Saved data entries
⁂
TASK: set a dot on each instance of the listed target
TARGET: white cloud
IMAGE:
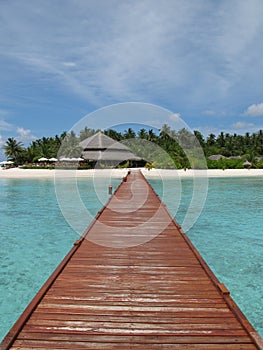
(175, 117)
(209, 112)
(5, 126)
(2, 142)
(243, 125)
(112, 51)
(25, 135)
(255, 110)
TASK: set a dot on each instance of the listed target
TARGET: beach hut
(216, 157)
(101, 147)
(246, 164)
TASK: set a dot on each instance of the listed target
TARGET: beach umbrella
(6, 162)
(76, 159)
(246, 163)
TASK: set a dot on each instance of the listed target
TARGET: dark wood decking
(156, 295)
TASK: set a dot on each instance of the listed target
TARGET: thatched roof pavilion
(102, 147)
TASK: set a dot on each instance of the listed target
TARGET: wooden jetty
(147, 287)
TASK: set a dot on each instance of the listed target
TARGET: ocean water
(35, 236)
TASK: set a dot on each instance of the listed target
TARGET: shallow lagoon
(35, 237)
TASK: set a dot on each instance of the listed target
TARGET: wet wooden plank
(154, 293)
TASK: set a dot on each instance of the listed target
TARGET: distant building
(101, 147)
(216, 157)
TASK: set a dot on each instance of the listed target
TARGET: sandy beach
(18, 173)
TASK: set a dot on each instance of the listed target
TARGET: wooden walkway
(155, 295)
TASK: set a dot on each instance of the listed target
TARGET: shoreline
(17, 173)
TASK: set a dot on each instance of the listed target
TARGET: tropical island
(224, 151)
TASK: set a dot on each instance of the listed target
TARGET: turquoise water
(35, 237)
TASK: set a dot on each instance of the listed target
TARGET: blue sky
(61, 60)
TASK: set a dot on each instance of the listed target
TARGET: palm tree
(13, 149)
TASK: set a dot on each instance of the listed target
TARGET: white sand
(119, 173)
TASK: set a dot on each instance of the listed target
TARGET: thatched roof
(246, 163)
(102, 147)
(216, 157)
(100, 141)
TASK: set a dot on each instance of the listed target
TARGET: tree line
(172, 148)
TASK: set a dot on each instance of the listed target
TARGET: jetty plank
(133, 280)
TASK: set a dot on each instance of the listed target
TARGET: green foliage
(167, 149)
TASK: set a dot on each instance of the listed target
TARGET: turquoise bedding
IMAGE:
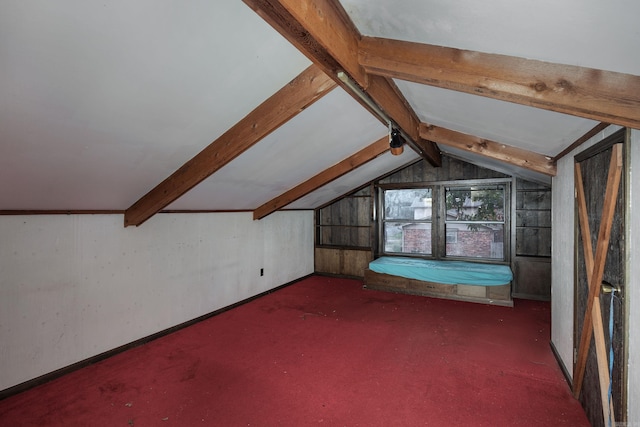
(446, 272)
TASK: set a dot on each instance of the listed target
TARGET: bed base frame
(494, 295)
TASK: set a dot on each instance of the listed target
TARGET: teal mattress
(446, 272)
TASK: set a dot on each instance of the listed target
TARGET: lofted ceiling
(236, 105)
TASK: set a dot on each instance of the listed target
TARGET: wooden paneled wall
(346, 232)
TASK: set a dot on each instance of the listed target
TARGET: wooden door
(596, 167)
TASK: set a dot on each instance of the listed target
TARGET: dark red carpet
(324, 352)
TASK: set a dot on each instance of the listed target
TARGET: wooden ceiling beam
(491, 149)
(293, 98)
(347, 165)
(323, 32)
(594, 94)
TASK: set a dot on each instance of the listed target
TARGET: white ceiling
(101, 101)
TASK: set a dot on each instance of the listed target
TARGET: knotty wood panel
(342, 262)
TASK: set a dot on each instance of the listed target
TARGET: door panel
(594, 166)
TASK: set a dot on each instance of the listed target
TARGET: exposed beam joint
(297, 95)
(323, 32)
(585, 92)
(491, 149)
(347, 165)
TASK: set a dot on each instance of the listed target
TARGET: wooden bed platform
(495, 295)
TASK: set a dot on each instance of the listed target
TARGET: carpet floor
(324, 351)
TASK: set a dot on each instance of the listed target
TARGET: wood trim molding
(584, 138)
(297, 95)
(323, 32)
(495, 150)
(585, 92)
(347, 165)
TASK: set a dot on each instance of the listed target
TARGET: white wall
(74, 286)
(562, 272)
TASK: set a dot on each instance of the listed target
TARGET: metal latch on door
(608, 288)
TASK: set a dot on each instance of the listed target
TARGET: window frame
(438, 220)
(383, 220)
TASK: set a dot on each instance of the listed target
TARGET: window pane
(475, 204)
(475, 240)
(407, 237)
(408, 204)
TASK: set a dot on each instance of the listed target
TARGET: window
(461, 219)
(476, 215)
(407, 221)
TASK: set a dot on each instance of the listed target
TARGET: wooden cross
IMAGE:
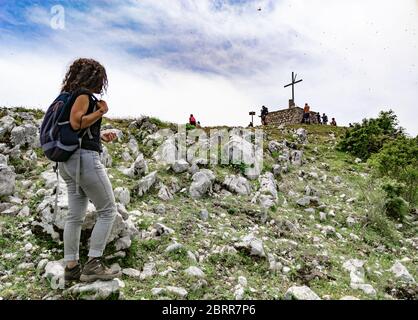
(293, 85)
(252, 114)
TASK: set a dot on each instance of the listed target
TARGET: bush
(368, 138)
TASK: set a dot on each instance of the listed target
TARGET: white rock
(133, 273)
(147, 183)
(148, 271)
(180, 166)
(301, 293)
(178, 291)
(97, 290)
(202, 183)
(41, 264)
(195, 272)
(174, 247)
(26, 133)
(237, 184)
(24, 212)
(28, 247)
(204, 215)
(296, 157)
(7, 180)
(401, 272)
(123, 243)
(54, 269)
(366, 288)
(253, 244)
(25, 266)
(165, 193)
(122, 195)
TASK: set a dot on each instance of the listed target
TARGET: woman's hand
(108, 136)
(102, 107)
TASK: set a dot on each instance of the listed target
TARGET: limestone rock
(251, 244)
(146, 183)
(237, 184)
(202, 183)
(195, 272)
(180, 166)
(122, 195)
(7, 180)
(99, 290)
(401, 273)
(301, 293)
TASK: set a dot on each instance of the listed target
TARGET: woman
(85, 175)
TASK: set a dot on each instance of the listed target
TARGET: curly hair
(85, 74)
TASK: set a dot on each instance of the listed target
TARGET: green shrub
(398, 159)
(368, 138)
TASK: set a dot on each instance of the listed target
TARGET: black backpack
(58, 140)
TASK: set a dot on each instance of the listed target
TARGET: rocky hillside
(311, 225)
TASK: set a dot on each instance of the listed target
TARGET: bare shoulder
(81, 103)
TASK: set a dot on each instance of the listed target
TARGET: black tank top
(93, 140)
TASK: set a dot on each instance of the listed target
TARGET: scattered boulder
(138, 168)
(146, 183)
(300, 293)
(302, 135)
(237, 184)
(122, 195)
(7, 180)
(180, 166)
(202, 183)
(251, 244)
(204, 215)
(296, 157)
(355, 267)
(195, 272)
(54, 270)
(307, 201)
(7, 123)
(99, 290)
(106, 158)
(401, 272)
(165, 193)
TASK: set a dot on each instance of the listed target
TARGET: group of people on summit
(306, 119)
(321, 120)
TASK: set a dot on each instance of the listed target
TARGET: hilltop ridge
(309, 225)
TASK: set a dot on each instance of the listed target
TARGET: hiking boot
(96, 270)
(72, 274)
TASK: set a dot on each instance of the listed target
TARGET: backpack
(58, 140)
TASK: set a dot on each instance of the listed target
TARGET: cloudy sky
(219, 59)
⁂
**To do**
Leave out the pictures and set down all of the data exactly.

**Exercise answer**
TASK: set a dot on each instance of the listed target
TARGET: white cloud
IMAGE:
(175, 117)
(209, 112)
(5, 126)
(2, 142)
(243, 125)
(112, 51)
(25, 135)
(255, 110)
TASK: set a dot on each instance of the listed target
TARGET: beach hut
(216, 157)
(101, 147)
(246, 164)
TASK: set a dot on each instance of the listed target
TARGET: beach umbrella
(6, 162)
(76, 159)
(246, 163)
TASK: set a dot on each instance of the listed target
TARGET: dark wood decking
(156, 295)
TASK: set a dot on each instance of the listed target
TARGET: thatched roof pavilion
(102, 147)
TASK: set a dot on each instance of the listed target
TARGET: wooden jetty
(147, 287)
TASK: set a dot on each instance of the listed target
TARGET: ocean water
(35, 236)
TASK: set a dot on each instance of the listed target
TARGET: shallow lagoon
(35, 237)
TASK: set a dot on each instance of the listed target
TARGET: wet wooden plank
(154, 293)
TASK: set a dot on each instance of the listed target
TARGET: distant building
(101, 147)
(216, 157)
TASK: set a dot on each instance of the listed target
TARGET: sandy beach
(18, 173)
TASK: set a dot on each instance of the listed target
TARGET: wooden walkway
(155, 295)
TASK: set a dot on each instance of the listed target
TARGET: shoreline
(17, 173)
TASK: set a dot on each instance of the listed target
TARGET: tropical island
(224, 151)
TASK: set a dot on each instance of the listed target
TARGET: turquoise water
(35, 237)
TASK: set a dot on each instance of the listed target
TARGET: blue sky
(61, 60)
TASK: set a dot on each instance of the listed target
TARGET: palm tree
(13, 149)
TASK: set a dot on each instance of the listed target
TARGET: white sand
(119, 173)
TASK: set a dot on each instance of the listed target
TARGET: thatched roof
(246, 163)
(102, 147)
(216, 157)
(100, 141)
TASK: set a dot on each instance of the listed target
TARGET: tree line
(172, 148)
TASK: set a dot on each instance of the listed target
TARGET: jetty plank
(133, 280)
TASK: set a dot on each instance of the listed target
TARGET: green foliage
(167, 149)
TASK: set a dot on each instance of the listed target
TARGET: turquoise bedding
IMAGE:
(446, 272)
TASK: set a dot on each instance of the listed target
TARGET: bed base frame
(494, 295)
TASK: set a dot on each instance of the listed target
TARGET: teal mattress
(446, 272)
TASK: set a dot on each instance of the listed target
TARGET: lofted ceiling
(236, 105)
TASK: set a dot on each instance of the listed target
TARGET: wooden paneled wall
(346, 232)
TASK: set a dot on each instance of the listed target
TARGET: wooden door
(596, 167)
TASK: set a dot on each instance of the listed target
TARGET: dark red carpet
(324, 352)
TASK: set a dot on each instance of the listed target
TARGET: wooden ceiling beam
(491, 149)
(293, 98)
(347, 165)
(323, 32)
(594, 94)
TASK: set a dot on each instance of the listed target
TARGET: white ceiling
(101, 101)
TASK: set a dot on each instance of the listed target
TARGET: knotty wood panel
(342, 262)
TASK: set a dot on each instance of the listed target
TARGET: door panel
(594, 166)
TASK: set a dot on each instance of the listed target
TARGET: exposed beam joint
(297, 95)
(323, 32)
(585, 92)
(491, 149)
(347, 165)
TASK: set a dot on each instance of the listed target
TARGET: wooden bed platform
(495, 295)
TASK: set a dot on each instance of the listed target
TARGET: carpet floor
(324, 351)
TASK: set a dot on each instance of the listed target
TARGET: wood trim molding
(584, 138)
(297, 95)
(323, 32)
(495, 150)
(585, 92)
(347, 165)
TASK: set a dot on each instance of the listed target
TARGET: white wall
(74, 286)
(562, 272)
TASK: set a dot on each instance of the listed target
TARGET: metal latch on door
(608, 288)
TASK: set a dot on each instance of the listed target
TARGET: window frame
(438, 220)
(383, 220)
TASK: set a dot on each instance of the listed target
TARGET: window pane
(475, 204)
(475, 240)
(407, 237)
(408, 204)
TASK: set a dot on each instance of the listed target
TARGET: window
(461, 219)
(476, 215)
(407, 221)
TASK: set a dot on each instance of the listed target
TARGET: wooden cross
IMAGE:
(293, 85)
(252, 114)
TASK: set a dot on each instance of the listed target
TARGET: bush
(368, 138)
TASK: set a dot on each instance of the listed target
TARGET: white rock
(133, 273)
(147, 183)
(148, 271)
(180, 166)
(301, 293)
(178, 291)
(97, 290)
(202, 183)
(41, 264)
(195, 272)
(174, 247)
(26, 133)
(237, 184)
(24, 212)
(28, 247)
(204, 215)
(296, 157)
(7, 180)
(401, 272)
(123, 243)
(54, 269)
(366, 288)
(253, 244)
(25, 266)
(165, 193)
(122, 195)
TASK: set a dot on each instance of the listed target
TARGET: woman's hand
(108, 136)
(102, 107)
TASK: set a dot on each instance of the listed target
TARGET: limestone rock
(251, 244)
(146, 183)
(237, 184)
(202, 183)
(195, 272)
(180, 166)
(122, 195)
(7, 180)
(99, 290)
(401, 273)
(301, 293)
TASK: set a dot on each instance of the listed target
TARGET: woman
(85, 175)
TASK: set a dot on each instance of the listed target
TARGET: curly hair
(85, 74)
TASK: set a dot on each instance of the listed target
TARGET: green shrub
(398, 159)
(368, 138)
TASK: set a dot on each instance of the listed target
TARGET: black backpack
(58, 140)
TASK: set a dot on each instance of the listed target
TARGET: rocky hillside
(311, 225)
TASK: set a dot on each instance of the listed target
TARGET: bare shoulder
(81, 103)
TASK: set a dot on each instance of the listed target
TARGET: black tank top
(93, 140)
TASK: set a dot on each instance of the listed target
TARGET: scattered boulder
(138, 168)
(146, 183)
(300, 293)
(302, 135)
(237, 184)
(122, 195)
(7, 180)
(180, 166)
(202, 183)
(251, 244)
(204, 215)
(296, 157)
(355, 267)
(195, 272)
(54, 270)
(307, 201)
(7, 123)
(99, 290)
(106, 158)
(401, 272)
(165, 193)
TASK: set a dot on each instance of the listed target
TARGET: group of people on summit
(306, 119)
(321, 120)
TASK: set a dot on each instance of the listed target
TARGET: hilltop ridge
(309, 225)
TASK: set a dot on each instance of the listed target
TARGET: hiking boot
(96, 270)
(72, 274)
TASK: set a dot on each instance of the listed target
TARGET: backpack
(58, 140)
TASK: set a dot on each instance of the listed target
TARGET: cloudy sky
(219, 59)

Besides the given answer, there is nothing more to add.